--- start of SOURCE TEXT ---

4.2.3. Entity References

Entity references are predefined strings of data that a parser must resolve before parsing the XML document.

Note

A parser is a piece of software that recognises a programming or an encoding language with the possible intent to process or interpret it. An XML parser can for instance be used to validate an XML document, transform it to another format, or process information from the document.

Entity references may be useful in a number of cases:

  • representing character data which cannot easily be keyboarded or which is illegal in XML because some characters are reserved
  • escaping reserved characters in XML
  • providing “boilerplate text,” that is text which is or can be reused in new contexts or applications

An entity reference starts with an ampersand & and closes with a semicolon ;. The entity name is the string between these two symbols. For instance, the entity reference for the “less than” sign < is &lt;. The entity reference for the ampersand is &amp;.

Not all computers necessarily support the Unicode encoding scheme XML works with. Portability of individual characters from the Unicode system, however, is supported by entity references that refer to their numeric or hexadecimal notation. For example, the character ø is represented within an XML document as the Unicode character with hexadecimal value 00F8 and decimal value 0248. For exporting an XML document containing this character, it may be represented with the corresponding character reference &#x00F8; or &#0248; respectively, with the x indicating that what follows is a hexadecimal value. References of this type do not need to be predefined, since the underlying character encoding for XML is always the same.

For legibility purposes, however, it is also possible to refer to this character by use of a mnemonic name, such as oslash, provided that each such name is mapped to the required Unicode value by means of an ENTITY declaration.

<​!ENTITY oslash "#x00​F8">
Example 3. An entity declaration.

The ENTITY declaration uses a non-XML syntax inherited from SGML and starts with an opening delimiter < followed by an exclamation mark ! signalling that this is a declaration. The keyword ENTITY names that an entity is being declared here. What follows next is the entity name - here the mnemonic name &oslash; - for which a declaration is given and the declaration itself inside quotation marks. In this example, it is the hexadecimal value of the character.

The same character can also be declared in the following ways:

<!ENTITY oslash "ø">
<!ENTITY oslash "#0248">
Example 4. Alternative (but equivalent) entity declarations.

Character entities must also be used in XML to escape the “less than” sign < and the ampersand & which are illegal because the XML parser could mistake them for markup.

--- end of SOURCE TEXT ---
--- start of DATA SUPPLIED ---

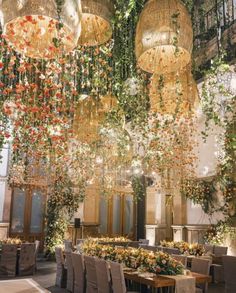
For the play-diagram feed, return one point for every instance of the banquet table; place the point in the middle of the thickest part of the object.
(160, 281)
(20, 286)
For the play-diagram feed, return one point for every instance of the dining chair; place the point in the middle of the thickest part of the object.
(229, 264)
(208, 248)
(90, 273)
(37, 245)
(103, 276)
(180, 258)
(61, 273)
(217, 270)
(118, 279)
(148, 247)
(68, 245)
(27, 260)
(70, 272)
(170, 250)
(8, 260)
(201, 266)
(144, 241)
(159, 248)
(79, 272)
(220, 250)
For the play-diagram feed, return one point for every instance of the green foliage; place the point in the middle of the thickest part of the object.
(200, 192)
(139, 187)
(63, 201)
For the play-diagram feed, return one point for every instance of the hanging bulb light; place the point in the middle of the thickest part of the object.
(31, 26)
(96, 22)
(164, 37)
(87, 119)
(107, 103)
(174, 94)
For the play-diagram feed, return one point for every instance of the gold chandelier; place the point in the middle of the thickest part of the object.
(31, 26)
(174, 94)
(89, 115)
(96, 22)
(164, 37)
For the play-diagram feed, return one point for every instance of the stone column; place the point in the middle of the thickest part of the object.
(155, 216)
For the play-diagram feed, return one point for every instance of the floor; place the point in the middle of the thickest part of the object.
(46, 272)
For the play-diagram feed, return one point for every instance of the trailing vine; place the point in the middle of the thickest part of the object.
(201, 192)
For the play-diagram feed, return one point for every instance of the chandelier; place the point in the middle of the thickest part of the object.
(164, 37)
(174, 94)
(31, 26)
(96, 22)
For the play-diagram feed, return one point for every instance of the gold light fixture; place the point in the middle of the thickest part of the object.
(31, 26)
(174, 94)
(89, 116)
(164, 36)
(96, 22)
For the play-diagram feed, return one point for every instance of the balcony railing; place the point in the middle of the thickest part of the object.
(214, 22)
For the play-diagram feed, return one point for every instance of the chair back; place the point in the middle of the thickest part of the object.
(70, 272)
(117, 276)
(8, 260)
(229, 264)
(68, 245)
(79, 241)
(220, 250)
(209, 249)
(27, 261)
(79, 272)
(170, 250)
(180, 258)
(201, 266)
(103, 276)
(90, 272)
(37, 245)
(159, 248)
(61, 271)
(144, 241)
(148, 247)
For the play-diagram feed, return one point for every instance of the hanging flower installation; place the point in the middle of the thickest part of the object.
(96, 22)
(164, 37)
(41, 29)
(174, 94)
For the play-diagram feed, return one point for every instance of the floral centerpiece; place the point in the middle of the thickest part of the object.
(136, 258)
(109, 239)
(10, 241)
(185, 247)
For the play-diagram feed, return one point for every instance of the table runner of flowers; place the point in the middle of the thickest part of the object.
(136, 258)
(10, 241)
(108, 239)
(185, 247)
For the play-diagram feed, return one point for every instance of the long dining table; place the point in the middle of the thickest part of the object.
(160, 281)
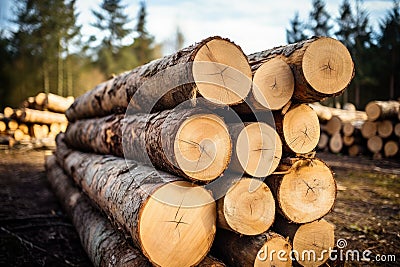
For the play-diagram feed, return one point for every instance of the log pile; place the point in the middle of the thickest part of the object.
(206, 151)
(375, 132)
(36, 123)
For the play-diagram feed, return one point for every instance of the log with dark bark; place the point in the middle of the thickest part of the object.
(54, 102)
(382, 110)
(312, 242)
(257, 148)
(104, 245)
(39, 116)
(299, 129)
(247, 251)
(192, 143)
(305, 192)
(322, 67)
(247, 208)
(172, 221)
(214, 68)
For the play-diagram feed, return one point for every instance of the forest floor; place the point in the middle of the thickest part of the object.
(34, 231)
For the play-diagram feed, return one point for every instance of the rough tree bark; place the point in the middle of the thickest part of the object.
(192, 143)
(245, 251)
(322, 67)
(214, 68)
(305, 191)
(104, 245)
(172, 221)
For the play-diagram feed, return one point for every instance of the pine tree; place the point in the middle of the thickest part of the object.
(319, 19)
(296, 33)
(389, 44)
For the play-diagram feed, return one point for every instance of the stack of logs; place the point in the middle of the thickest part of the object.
(37, 122)
(375, 132)
(204, 152)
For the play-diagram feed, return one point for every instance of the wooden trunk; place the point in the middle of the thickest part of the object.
(257, 149)
(192, 143)
(104, 245)
(316, 77)
(305, 192)
(214, 68)
(311, 242)
(39, 116)
(54, 102)
(247, 208)
(299, 129)
(382, 110)
(247, 251)
(172, 221)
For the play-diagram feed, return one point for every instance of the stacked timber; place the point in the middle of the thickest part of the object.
(206, 151)
(36, 122)
(375, 132)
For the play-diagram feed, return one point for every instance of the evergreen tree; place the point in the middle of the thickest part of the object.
(296, 33)
(389, 45)
(143, 43)
(319, 19)
(112, 20)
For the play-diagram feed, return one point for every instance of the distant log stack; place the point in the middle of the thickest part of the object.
(37, 122)
(149, 161)
(375, 132)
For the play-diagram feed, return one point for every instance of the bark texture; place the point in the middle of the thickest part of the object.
(166, 91)
(103, 244)
(293, 54)
(146, 138)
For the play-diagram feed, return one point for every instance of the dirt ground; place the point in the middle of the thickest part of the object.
(35, 232)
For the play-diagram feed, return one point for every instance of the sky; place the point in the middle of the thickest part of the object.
(253, 24)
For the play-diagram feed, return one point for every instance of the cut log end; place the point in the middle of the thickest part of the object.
(249, 207)
(177, 214)
(307, 192)
(203, 147)
(327, 66)
(273, 84)
(275, 243)
(301, 129)
(221, 72)
(258, 149)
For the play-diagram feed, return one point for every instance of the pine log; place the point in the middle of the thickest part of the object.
(322, 67)
(54, 102)
(247, 251)
(369, 129)
(257, 149)
(397, 129)
(39, 116)
(311, 242)
(247, 208)
(299, 129)
(391, 148)
(382, 110)
(356, 149)
(385, 128)
(323, 141)
(375, 144)
(192, 143)
(214, 68)
(306, 192)
(336, 143)
(273, 84)
(104, 245)
(3, 126)
(172, 221)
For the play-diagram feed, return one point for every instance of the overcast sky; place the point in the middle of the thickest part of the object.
(254, 25)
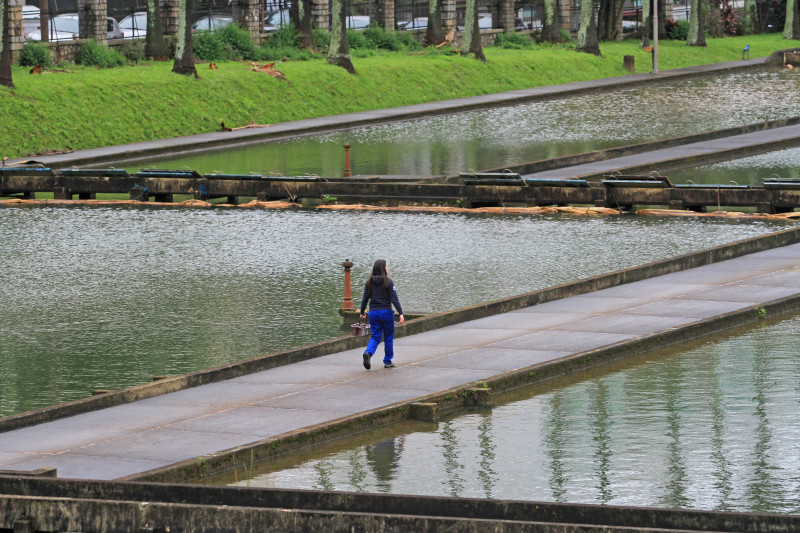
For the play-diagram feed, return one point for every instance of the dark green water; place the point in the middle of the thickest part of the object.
(492, 138)
(96, 298)
(743, 171)
(708, 426)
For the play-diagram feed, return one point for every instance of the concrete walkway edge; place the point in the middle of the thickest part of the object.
(432, 322)
(363, 118)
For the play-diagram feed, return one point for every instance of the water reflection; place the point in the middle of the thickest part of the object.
(95, 298)
(713, 427)
(491, 138)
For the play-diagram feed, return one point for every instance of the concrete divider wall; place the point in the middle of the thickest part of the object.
(73, 505)
(172, 384)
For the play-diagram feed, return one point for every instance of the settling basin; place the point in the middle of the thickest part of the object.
(709, 425)
(496, 137)
(106, 298)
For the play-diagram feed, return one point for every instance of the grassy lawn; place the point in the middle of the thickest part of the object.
(88, 107)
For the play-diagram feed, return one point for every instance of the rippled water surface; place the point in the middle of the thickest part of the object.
(96, 298)
(710, 427)
(750, 170)
(498, 137)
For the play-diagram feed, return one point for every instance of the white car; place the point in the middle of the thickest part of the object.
(134, 26)
(278, 19)
(66, 27)
(212, 23)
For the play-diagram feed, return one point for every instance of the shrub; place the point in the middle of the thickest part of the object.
(677, 31)
(35, 54)
(514, 41)
(132, 50)
(209, 46)
(92, 54)
(239, 41)
(284, 44)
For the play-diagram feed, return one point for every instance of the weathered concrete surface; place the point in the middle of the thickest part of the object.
(705, 151)
(321, 392)
(69, 505)
(350, 120)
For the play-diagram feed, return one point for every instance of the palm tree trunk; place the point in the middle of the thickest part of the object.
(550, 33)
(587, 32)
(155, 46)
(697, 34)
(471, 41)
(435, 33)
(791, 29)
(339, 51)
(300, 14)
(5, 47)
(184, 54)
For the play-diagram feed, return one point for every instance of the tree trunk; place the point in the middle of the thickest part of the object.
(184, 55)
(155, 46)
(339, 51)
(300, 15)
(749, 21)
(44, 20)
(471, 41)
(587, 32)
(434, 35)
(550, 33)
(697, 34)
(791, 29)
(646, 22)
(5, 47)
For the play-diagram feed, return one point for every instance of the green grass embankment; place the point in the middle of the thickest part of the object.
(89, 108)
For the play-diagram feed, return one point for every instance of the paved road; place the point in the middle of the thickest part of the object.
(660, 159)
(140, 436)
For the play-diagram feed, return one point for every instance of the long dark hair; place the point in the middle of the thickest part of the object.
(379, 269)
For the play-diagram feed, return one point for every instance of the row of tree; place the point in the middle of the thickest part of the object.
(598, 21)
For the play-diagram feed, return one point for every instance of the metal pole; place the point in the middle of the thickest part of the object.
(347, 172)
(655, 36)
(347, 302)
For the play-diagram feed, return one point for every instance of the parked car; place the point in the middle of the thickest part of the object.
(134, 26)
(66, 27)
(419, 23)
(278, 19)
(30, 20)
(211, 23)
(485, 23)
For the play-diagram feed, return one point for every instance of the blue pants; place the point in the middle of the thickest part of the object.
(381, 322)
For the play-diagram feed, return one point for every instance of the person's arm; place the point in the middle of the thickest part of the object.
(364, 300)
(396, 302)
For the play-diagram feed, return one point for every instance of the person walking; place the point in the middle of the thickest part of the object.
(381, 294)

--- end of DATA SUPPLIED ---

*WHAT YOU WILL DO:*
1. Answer these from the XML entity references text:
(a) What symbols open and close an entity reference?
(b) What is the hexadecimal value of the character ø?
(c) What kind of syntax does the ENTITY declaration use?
2. Copy the XML entity references text word for word, everything from "A parser is" down to "from the document.".
3. List every case the XML entity references text gives in which entity references may be useful.

*TASK-BY-TASK OUTPUTS:*
1.
(a) An entity reference opens with an ampersand & and closes with a semicolon ;.
(b) 00F8.
(c) A non-XML syntax inherited from SGML.

2.
A parser is a piece of software that recognises a programming or an encoding language with the possible intent to process or interpret it. An XML parser can for instance be used to validate an XML document, transform it to another format, or process information from the document.

3.
- representing character data which cannot easily be keyboarded or which is illegal in XML because some characters are reserved
- escaping reserved characters in XML
- providing "boilerplate text," that is text which is or can be reused in new contexts or applications